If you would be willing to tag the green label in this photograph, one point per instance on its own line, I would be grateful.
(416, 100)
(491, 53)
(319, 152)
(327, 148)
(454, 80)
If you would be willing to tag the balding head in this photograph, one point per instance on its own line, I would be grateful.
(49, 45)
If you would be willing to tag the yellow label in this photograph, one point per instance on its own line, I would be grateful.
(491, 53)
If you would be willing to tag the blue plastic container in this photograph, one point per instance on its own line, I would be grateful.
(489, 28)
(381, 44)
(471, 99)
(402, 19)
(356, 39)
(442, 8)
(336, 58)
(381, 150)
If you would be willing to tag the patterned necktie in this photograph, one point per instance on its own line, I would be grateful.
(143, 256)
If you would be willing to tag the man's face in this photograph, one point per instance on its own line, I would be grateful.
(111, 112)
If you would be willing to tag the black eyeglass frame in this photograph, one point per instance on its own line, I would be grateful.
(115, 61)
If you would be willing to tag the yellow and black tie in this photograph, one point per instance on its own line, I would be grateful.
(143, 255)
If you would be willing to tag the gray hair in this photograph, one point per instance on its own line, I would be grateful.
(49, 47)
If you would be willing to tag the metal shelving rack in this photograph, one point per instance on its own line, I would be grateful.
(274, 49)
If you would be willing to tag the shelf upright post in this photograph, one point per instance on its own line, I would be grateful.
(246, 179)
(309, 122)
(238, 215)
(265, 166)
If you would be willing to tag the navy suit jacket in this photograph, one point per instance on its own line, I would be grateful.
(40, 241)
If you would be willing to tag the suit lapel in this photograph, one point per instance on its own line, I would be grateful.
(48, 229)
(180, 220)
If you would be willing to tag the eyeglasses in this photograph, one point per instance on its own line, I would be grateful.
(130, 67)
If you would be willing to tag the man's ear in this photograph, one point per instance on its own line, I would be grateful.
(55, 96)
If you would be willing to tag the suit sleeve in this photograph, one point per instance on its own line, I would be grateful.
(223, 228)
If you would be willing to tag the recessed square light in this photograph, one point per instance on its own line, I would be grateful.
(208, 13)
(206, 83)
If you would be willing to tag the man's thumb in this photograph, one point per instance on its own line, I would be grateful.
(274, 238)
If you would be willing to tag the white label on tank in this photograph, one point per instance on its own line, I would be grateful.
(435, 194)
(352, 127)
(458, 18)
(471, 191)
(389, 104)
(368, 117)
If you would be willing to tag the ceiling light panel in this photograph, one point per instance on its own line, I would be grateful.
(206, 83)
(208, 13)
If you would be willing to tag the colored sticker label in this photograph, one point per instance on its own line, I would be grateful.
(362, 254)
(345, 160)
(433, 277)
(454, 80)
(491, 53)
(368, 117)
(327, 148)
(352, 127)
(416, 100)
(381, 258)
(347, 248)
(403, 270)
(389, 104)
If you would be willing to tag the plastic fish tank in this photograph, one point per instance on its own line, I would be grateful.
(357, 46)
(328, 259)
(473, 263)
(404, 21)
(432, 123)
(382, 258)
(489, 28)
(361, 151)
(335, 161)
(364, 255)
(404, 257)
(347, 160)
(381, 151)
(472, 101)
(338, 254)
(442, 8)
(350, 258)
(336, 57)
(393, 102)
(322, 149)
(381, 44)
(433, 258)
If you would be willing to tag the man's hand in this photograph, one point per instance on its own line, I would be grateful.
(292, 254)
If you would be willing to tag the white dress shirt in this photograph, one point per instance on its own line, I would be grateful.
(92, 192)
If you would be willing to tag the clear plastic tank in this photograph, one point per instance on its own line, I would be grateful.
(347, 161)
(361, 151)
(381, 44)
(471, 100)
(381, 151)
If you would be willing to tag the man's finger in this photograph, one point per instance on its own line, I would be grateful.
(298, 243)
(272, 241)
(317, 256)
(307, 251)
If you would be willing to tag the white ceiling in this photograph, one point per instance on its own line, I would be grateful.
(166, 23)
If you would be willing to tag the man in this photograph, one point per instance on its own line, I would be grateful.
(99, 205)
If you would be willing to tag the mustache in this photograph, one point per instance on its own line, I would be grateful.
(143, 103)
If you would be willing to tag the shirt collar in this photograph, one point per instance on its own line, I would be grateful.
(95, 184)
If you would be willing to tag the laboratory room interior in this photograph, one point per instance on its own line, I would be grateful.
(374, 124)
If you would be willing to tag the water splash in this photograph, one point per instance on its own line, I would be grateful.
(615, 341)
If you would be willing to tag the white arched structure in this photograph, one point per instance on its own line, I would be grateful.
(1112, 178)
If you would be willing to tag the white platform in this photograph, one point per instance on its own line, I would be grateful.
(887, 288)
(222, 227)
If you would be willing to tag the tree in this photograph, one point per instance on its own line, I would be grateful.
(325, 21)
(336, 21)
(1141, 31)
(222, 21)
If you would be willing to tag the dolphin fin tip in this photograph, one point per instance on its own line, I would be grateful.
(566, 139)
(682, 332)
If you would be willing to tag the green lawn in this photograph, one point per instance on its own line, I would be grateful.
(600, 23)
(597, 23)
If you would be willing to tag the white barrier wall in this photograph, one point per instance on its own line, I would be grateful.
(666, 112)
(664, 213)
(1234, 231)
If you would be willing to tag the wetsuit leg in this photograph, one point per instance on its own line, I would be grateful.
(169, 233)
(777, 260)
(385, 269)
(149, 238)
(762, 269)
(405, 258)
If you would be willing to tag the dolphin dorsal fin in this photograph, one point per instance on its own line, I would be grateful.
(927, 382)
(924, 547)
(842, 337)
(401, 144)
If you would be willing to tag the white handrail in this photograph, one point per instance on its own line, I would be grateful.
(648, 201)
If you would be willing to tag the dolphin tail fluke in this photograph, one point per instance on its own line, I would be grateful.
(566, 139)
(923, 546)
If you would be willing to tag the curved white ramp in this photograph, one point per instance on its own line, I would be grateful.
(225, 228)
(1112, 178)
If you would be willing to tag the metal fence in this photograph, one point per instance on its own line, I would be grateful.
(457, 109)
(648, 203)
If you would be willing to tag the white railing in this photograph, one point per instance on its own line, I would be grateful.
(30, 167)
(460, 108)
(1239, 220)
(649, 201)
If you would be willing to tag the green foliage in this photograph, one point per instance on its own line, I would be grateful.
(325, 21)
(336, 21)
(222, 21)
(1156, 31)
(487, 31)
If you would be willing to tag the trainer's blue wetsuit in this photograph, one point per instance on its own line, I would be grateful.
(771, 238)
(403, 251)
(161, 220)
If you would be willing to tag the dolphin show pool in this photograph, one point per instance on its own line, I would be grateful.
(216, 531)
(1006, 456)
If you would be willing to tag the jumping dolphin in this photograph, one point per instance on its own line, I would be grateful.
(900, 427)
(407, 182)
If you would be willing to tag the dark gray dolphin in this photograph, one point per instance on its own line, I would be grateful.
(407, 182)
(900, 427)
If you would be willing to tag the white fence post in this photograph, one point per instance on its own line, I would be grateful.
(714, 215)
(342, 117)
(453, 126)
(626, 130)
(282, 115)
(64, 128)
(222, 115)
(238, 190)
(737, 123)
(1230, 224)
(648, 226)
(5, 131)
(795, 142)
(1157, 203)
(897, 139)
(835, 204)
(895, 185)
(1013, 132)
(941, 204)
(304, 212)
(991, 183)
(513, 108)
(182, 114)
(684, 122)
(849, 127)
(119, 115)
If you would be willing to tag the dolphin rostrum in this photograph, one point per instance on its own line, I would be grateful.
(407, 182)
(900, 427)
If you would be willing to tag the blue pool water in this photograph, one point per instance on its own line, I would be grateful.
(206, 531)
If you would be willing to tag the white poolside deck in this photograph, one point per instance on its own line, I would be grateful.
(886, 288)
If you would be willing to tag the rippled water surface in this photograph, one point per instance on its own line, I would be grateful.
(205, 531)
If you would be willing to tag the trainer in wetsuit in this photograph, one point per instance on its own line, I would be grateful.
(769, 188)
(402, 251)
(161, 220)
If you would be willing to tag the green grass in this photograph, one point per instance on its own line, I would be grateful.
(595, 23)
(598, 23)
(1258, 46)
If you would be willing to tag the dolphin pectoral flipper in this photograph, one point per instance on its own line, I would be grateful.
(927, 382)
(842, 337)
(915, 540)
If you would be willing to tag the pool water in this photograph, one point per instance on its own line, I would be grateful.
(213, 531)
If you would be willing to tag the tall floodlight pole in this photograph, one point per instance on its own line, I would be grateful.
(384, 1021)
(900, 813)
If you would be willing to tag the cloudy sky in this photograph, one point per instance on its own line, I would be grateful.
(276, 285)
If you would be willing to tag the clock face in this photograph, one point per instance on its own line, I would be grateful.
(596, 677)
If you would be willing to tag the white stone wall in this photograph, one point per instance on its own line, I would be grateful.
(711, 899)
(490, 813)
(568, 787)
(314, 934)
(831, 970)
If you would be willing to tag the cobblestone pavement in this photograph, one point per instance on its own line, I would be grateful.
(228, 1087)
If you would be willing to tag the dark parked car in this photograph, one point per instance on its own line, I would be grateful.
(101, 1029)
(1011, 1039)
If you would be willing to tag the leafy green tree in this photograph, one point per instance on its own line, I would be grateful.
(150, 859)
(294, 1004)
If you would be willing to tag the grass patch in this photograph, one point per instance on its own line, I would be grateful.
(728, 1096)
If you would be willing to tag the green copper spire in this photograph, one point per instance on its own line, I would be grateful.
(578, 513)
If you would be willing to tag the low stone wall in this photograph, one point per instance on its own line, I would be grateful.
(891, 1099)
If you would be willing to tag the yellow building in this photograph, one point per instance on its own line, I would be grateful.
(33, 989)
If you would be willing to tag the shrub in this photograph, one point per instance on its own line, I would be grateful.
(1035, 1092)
********
WHAT THE EXERCISE ASKS =>
Rewrite the lines from the one containing "If you would be willing to tag the yellow building" through the last line as a two-column CSV headed instruction and points. Give one row for each line that asks for tags, with its text in one quoted field and the points under it in a second quoted field, and turn any line breaks into spaces.

FINISHED TASK =>
instruction,points
"If you would be willing to tag the yellow building in this photograph, one point per instance on its own line, I would be grateful.","(33, 989)"
"If you would be willing to tag the shrub in this photograph, one point per instance on its own line, I would be grateful.","(1035, 1092)"